## Begin Excerpt to read
Relational databases usually keep data about the current state of things - about how things are now. Updates do occur, of course; but when they do, they overwrite the data already there. In doing so, history is lost. We can't tell how things used to be. To tell how things used to be, as well as how they are now requires that we introduce time into our databases.
This series of articles on a very technical topic is motivated by the fact that increasingly, businesses need real-time access to historical data. No longer can all historical data be pushed off onto archive files or onto less immediately accessible historical databases. The objective of this series of articles is to show how to provide real-time access to history in particular, and to any kind of noncurrent data in general, and to show how to do so using the relational database management systems (DBMSs) and SQL that are available today.
First, a note on terminology. It will often be convenient to talk about history, because that is the kind of noncurrent data that businesses are primarily concerned with. But the real topic is the representation of time in relational databases, whether past, present or future time, whether real-world or database time, whether actual or hypothetical time, whether linear or branching time.
## End Excerpt to read
## Begin Records supplied
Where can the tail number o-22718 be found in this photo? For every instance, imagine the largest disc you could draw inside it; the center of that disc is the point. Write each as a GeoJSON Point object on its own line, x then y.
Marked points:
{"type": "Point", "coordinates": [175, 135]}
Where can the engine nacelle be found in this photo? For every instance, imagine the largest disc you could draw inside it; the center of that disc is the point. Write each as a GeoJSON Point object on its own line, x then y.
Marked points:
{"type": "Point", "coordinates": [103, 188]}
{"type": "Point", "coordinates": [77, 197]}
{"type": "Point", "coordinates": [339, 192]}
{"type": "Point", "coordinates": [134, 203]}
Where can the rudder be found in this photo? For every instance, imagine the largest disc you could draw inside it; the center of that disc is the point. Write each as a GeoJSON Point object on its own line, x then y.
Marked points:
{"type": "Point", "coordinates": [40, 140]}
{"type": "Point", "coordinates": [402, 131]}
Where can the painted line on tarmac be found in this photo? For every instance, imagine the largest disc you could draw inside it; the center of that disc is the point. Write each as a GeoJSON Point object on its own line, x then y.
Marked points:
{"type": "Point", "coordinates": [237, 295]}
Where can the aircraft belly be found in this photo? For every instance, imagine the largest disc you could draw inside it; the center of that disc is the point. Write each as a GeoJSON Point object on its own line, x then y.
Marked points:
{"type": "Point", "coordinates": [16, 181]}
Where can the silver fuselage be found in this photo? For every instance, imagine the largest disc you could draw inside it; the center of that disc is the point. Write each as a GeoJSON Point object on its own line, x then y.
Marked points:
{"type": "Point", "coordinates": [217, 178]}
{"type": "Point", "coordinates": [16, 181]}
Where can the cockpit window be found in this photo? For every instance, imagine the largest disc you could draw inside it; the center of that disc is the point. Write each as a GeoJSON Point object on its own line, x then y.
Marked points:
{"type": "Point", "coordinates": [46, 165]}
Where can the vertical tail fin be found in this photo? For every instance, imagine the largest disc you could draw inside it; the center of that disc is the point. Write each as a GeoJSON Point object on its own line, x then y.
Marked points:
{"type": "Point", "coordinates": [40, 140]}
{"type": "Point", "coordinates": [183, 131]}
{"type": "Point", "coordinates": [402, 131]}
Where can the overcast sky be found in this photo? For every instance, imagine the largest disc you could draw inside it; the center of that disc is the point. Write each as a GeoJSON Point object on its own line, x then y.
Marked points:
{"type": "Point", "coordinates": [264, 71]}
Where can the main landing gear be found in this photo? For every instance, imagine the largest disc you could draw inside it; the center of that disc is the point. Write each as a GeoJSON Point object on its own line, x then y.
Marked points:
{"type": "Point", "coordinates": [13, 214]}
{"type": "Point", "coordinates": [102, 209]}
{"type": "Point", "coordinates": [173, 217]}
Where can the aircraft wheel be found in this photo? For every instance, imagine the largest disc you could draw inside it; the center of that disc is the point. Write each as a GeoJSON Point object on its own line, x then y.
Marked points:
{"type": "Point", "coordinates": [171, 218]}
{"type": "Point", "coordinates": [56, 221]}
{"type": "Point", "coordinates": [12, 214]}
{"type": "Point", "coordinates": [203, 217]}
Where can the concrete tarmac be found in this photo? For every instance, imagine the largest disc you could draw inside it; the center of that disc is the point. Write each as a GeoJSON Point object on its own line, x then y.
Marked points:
## End Records supplied
→ Task details:
Reproduce the passage above on representing time in relational databases word for word, from start to finish.

→ Right answer:
Relational databases usually keep data about the current state of things - about how things are now. Updates do occur, of course; but when they do, they overwrite the data already there. In doing so, history is lost. We can't tell how things used to be. To tell how things used to be, as well as how they are now requires that we introduce time into our databases.
This series of articles on a very technical topic is motivated by the fact that increasingly, businesses need real-time access to historical data. No longer can all historical data be pushed off onto archive files or onto less immediately accessible historical databases. The objective of this series of articles is to show how to provide real-time access to history in particular, and to any kind of noncurrent data in general, and to show how to do so using the relational database management systems (DBMSs) and SQL that are available today.
First, a note on terminology. It will often be convenient to talk about history, because that is the kind of noncurrent data that businesses are primarily concerned with. But the real topic is the representation of time in relational databases, whether past, present or future time, whether real-world or database time, whether actual or hypothetical time, whether linear or branching time.